Voilà un court rappel des premiers pas de l’École, des enjeux qui étaient présents au début des années 1990. En somme, ce n’était pas évident d’implanter un programme à connotation structurelle dans un contexte où certains favorisaient l’embauche de personnes qui en privilégiaient le contraire! De plus, les étudiants n’avaient pas tous un intérêt pour le structurel et ne voulaient pas nécessairement intervenir dans cette optique. Notre vision n’était donc pas facile à actualiser.

Reflets : Plus tôt, vous avez parlé de l’arrivée du gouvernement Harris au pouvoir. Avez-vous l’impression que cela a eu un impact sur l’École et sur sa philosophie?
+++++
## SÉRIE D'EXERCICES
1. Restituez mot pour mot une partie du passage sur les débuts de l'École : commencez aux mots « Voilà un court » et arrêtez-vous après « sur sa philosophie? ».
2. Rédigez la suite du passage sur les débuts de l'École à partir de sa dernière phrase.
+++++
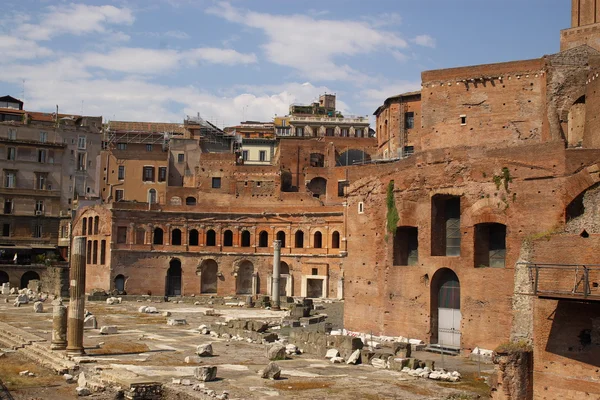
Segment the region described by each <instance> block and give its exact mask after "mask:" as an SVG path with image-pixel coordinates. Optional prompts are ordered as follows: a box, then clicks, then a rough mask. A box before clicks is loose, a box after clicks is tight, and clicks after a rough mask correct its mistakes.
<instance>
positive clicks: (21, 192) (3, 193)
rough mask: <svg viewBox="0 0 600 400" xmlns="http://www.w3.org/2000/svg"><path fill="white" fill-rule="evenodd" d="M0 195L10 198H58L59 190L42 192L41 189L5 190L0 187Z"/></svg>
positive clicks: (59, 190)
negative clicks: (14, 197)
mask: <svg viewBox="0 0 600 400" xmlns="http://www.w3.org/2000/svg"><path fill="white" fill-rule="evenodd" d="M0 194H5V195H10V196H24V197H29V196H33V197H56V198H60V190H43V189H27V188H19V187H16V188H7V187H0Z"/></svg>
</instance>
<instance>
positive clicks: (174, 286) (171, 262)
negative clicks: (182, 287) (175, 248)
mask: <svg viewBox="0 0 600 400" xmlns="http://www.w3.org/2000/svg"><path fill="white" fill-rule="evenodd" d="M166 292H167V296H181V261H179V260H178V259H177V258H174V259H172V260H171V262H169V269H168V270H167V290H166Z"/></svg>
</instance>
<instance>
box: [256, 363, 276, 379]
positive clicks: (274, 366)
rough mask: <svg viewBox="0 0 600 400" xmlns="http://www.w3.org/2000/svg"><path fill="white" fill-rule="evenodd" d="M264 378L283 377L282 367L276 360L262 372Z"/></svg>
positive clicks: (268, 378) (266, 367)
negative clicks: (276, 363)
mask: <svg viewBox="0 0 600 400" xmlns="http://www.w3.org/2000/svg"><path fill="white" fill-rule="evenodd" d="M260 376H261V378H263V379H273V380H275V379H279V378H280V377H281V368H280V367H279V365H277V364H275V363H274V362H270V363H269V364H268V365H267V366H266V367H265V368H264V369H263V370H262V372H261V375H260Z"/></svg>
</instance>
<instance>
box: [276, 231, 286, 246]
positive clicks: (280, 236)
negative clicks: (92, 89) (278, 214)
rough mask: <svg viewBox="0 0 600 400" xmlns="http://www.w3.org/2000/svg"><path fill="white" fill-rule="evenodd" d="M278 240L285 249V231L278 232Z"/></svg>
mask: <svg viewBox="0 0 600 400" xmlns="http://www.w3.org/2000/svg"><path fill="white" fill-rule="evenodd" d="M277 240H279V241H280V242H281V248H282V249H284V248H285V232H284V231H279V232H277Z"/></svg>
+++++
## RÉPONSES
1.
Voilà un court rappel des premiers pas de l’École, des enjeux qui étaient présents au début des années 1990. En somme, ce n’était pas évident d’implanter un programme à connotation structurelle dans un contexte où certains favorisaient l’embauche de personnes qui en privilégiaient le contraire! De plus, les étudiants n’avaient pas tous un intérêt pour le structurel et ne voulaient pas nécessairement intervenir dans cette optique. Notre vision n’était donc pas facile à actualiser.

Reflets : Plus tôt, vous avez parlé de l’arrivée du gouvernement Harris au pouvoir. Avez-vous l’impression que cela a eu un impact sur l’École et sur sa philosophie?

2.
N. St-Amand : Beaucoup! Ce fut un grand choc pour les milieux de pratique et pour nous comme éducateurs. Par exemple, j’étais au conseil d’administration d’Action Logement à ce moment et l’organisme n’avait plus le droit de faire de l’intervention communautaire. Il fallait qu’il intervienne de façon individuelle. S’il faisait des activités de revendication ou de sensibilisation, il perdait sa subvention. C’était aussi simple que ça! Pour les groupes communautaires engagés dans le logement, c’était terrible, parce qu’en même temps Mike Harris avait éliminé les plafonds pour la hausse des loyers et réduit les taux d’assistance sociale. De très importantes coupures en fait! Il fallait que les gens paient plus, mais ils recevaient moins. C’est ça qui a créé beaucoup de précarité et d’itinérance. Aller contre les pratiques ou politiques gouvernementales était très risqué.

Reflets : Est-ce qu’il y a eu un virage à l’École à la suite de cela? Est-ce qu’il y a eu un impact sur l’École comme telle?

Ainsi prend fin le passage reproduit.